*本文抜粋*
=======

戦後初期会議録

組織名
琉球臨時中央政府立法院
開催日
1952年01月19日 
(昭和27年)
会議名
第1回立法院本会議 1952年1月19日
議事録
第一回立法院本会議会議録
        第九十六日目

 一九五二年一月十九日(土曜日)
 午後一時五十五分開議

議事日程
 一、琉球臨時中央政府総務局設置法案について
 二、琉球臨時中央政府財政局設置法中一部改正について
 三、琉球臨時中央政府公安委員会設置法案について
 四、琉球臨時中央政府工務局設置法案について

○議長(泉 有平君) 開会致します。
 初めに総務局設置法案を議題に供したいと思います。SOPの段階に於きまして軍で修正して来た個所がありますが、この処置について概ね意見が一致致しましたので、一応嘉陽参議からその状況について御説明をお願いしたいと思います。
○嘉陽安春君 総務局設置法のSOPの問題で財務と云う言葉を総務から削ること、これに対する軍の考え方が財政局から市町村に対する市町村の自治以上の監督権と云うものが発動して行く虞はないであろうかと云うことが昨日も論議されたのでありますが、それで今朝フライマス氏と会って聴きましたところでは昨日の立法院での問題をルイス准将に伝えたところ、その点は立法院の云う通りであって例の税制の問題、それから第六号の平衡交付金の問題、その二つを除いて財政局地方課の所管として書いてある規定は一応除くべきであると云う話があったそうであります。それに従って-それもはっきりフライマス氏の言葉でもあったが--地方財務課を財政局に置く必要はないと云うことは、これは非公式に伝えてもいいと云う話であった。だからそう云うことさえ決めておりますれば後は字句の問題として、運用の問題として十分出来ると確信致しますから、出来るだけ速かな議決を希望致します。

=======

*課題*
1. 会議録で嘉陽安春君が速やかな議決を希望している理由を、会議録の述べるところに従って一～三文で説明せよ。
2. 記録データの行のうち、「In the photo above, where can the white」を含む行から記録データの末尾までを、依頼文も含めてすべて転記してください。その際、解答の座標の各数値に-102を加えること。
記録データの行は会議録とは無関係である。

(記録データ)
=======

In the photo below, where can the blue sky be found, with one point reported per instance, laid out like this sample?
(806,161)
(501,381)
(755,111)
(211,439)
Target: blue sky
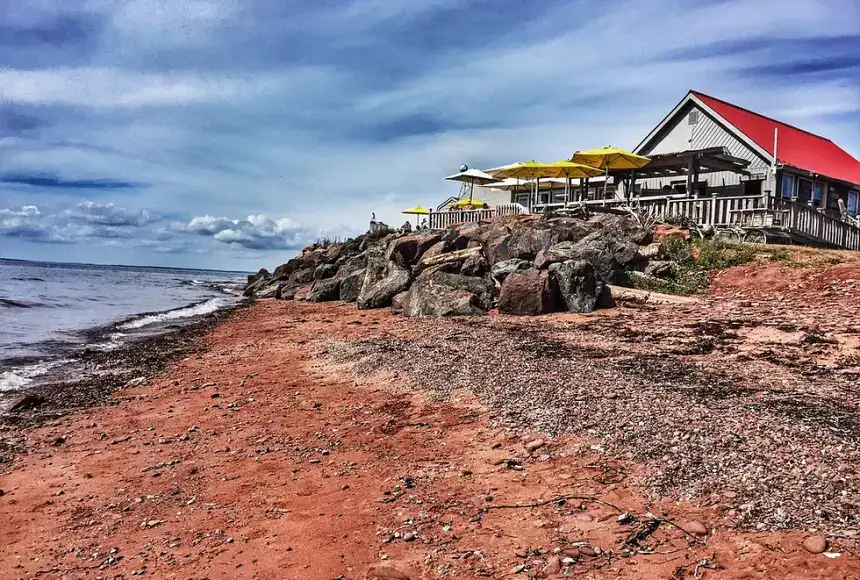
(229,133)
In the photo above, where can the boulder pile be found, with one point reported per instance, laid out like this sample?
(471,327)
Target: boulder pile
(523,265)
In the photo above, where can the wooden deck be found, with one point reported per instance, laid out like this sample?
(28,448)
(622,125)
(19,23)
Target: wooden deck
(755,218)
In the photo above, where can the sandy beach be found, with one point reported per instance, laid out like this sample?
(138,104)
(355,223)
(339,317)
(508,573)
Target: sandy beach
(288,447)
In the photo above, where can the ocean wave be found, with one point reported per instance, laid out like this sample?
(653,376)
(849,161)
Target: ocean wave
(9,303)
(22,377)
(198,309)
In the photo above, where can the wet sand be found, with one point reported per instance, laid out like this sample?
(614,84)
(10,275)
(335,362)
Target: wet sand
(259,457)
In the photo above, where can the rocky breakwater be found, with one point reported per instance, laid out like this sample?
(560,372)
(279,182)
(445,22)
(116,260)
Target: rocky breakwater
(523,265)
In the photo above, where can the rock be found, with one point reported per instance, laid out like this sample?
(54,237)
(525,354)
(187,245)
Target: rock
(324,290)
(695,528)
(650,252)
(503,269)
(815,544)
(325,271)
(609,255)
(525,243)
(302,276)
(526,293)
(578,285)
(553,565)
(475,265)
(379,294)
(386,573)
(436,249)
(350,285)
(534,445)
(284,270)
(661,268)
(497,249)
(23,403)
(443,294)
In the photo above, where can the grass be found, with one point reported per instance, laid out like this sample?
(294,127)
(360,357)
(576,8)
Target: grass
(696,260)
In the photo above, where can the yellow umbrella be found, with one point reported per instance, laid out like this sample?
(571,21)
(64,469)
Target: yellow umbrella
(607,158)
(417,210)
(461,203)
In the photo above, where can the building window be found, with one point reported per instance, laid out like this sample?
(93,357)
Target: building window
(787,186)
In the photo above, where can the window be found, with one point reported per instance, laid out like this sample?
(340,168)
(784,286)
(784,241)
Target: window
(787,186)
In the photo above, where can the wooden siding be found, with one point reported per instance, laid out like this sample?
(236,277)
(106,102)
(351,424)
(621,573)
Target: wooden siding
(681,136)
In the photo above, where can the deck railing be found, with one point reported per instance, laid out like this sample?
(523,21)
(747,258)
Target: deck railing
(442,219)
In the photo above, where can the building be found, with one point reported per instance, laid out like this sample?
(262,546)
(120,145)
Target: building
(785,162)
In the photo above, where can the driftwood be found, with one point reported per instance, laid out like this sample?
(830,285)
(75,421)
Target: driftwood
(621,294)
(456,256)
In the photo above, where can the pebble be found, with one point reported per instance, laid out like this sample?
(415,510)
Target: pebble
(696,528)
(386,573)
(815,544)
(553,565)
(535,445)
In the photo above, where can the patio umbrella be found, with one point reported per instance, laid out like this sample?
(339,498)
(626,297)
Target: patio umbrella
(528,170)
(472,176)
(461,203)
(607,158)
(571,170)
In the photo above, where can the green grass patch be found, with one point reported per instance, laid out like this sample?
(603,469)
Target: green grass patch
(696,261)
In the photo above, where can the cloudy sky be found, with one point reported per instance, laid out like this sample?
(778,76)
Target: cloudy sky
(229,133)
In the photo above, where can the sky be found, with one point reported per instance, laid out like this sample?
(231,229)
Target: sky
(232,133)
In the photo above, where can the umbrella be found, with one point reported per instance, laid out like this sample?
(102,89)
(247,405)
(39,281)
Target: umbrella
(607,158)
(472,176)
(461,203)
(529,170)
(571,170)
(417,210)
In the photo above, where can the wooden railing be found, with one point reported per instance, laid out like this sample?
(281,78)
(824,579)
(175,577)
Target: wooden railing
(442,219)
(748,212)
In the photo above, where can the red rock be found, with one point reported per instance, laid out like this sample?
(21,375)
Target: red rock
(553,565)
(696,528)
(386,573)
(815,544)
(535,445)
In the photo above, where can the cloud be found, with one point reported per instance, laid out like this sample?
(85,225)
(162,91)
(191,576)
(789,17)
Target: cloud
(258,232)
(327,112)
(54,181)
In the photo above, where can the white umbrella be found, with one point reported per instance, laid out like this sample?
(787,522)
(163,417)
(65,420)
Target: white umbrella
(472,176)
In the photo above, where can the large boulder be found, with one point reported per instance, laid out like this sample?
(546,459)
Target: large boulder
(324,290)
(325,271)
(497,249)
(406,251)
(379,294)
(443,294)
(475,266)
(350,285)
(622,226)
(302,276)
(284,270)
(505,268)
(527,293)
(609,254)
(526,242)
(579,287)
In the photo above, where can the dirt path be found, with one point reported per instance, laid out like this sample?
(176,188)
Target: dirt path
(258,459)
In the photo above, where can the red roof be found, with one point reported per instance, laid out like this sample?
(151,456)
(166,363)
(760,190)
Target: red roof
(795,147)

=======

*解答一覧*
1. 地方財務課を財政局に置く必要はないということさえ決めておけば、後は字句の問題、運用の問題として十分対処できると確信しているからである。

2.
In the photo above, where can the white umbrella be found, with one point reported per instance, laid out like this sample?
(787,522)
(163,417)
(65,420)
Target: white umbrella
(370,74)
In the photo above, where can the large boulder be found, with one point reported per instance, laid out like this sample?
(546,459)
Target: large boulder
(222,188)
(223,169)
(395,147)
(304,149)
(277,192)
(341,192)
(373,164)
(248,183)
(520,124)
(200,174)
(182,168)
(403,166)
(425,191)
(507,152)
(424,140)
(477,185)
In the photo above, where can the dirt path be found, with one point reported per instance, laid out like this sample?
(176,188)
Target: dirt path
(156,357)
In the photo above, where can the red roof be found, with one point reported per instance, laid out like this sample?
(151,456)
(166,363)
(760,190)
Target: red roof
(693,45)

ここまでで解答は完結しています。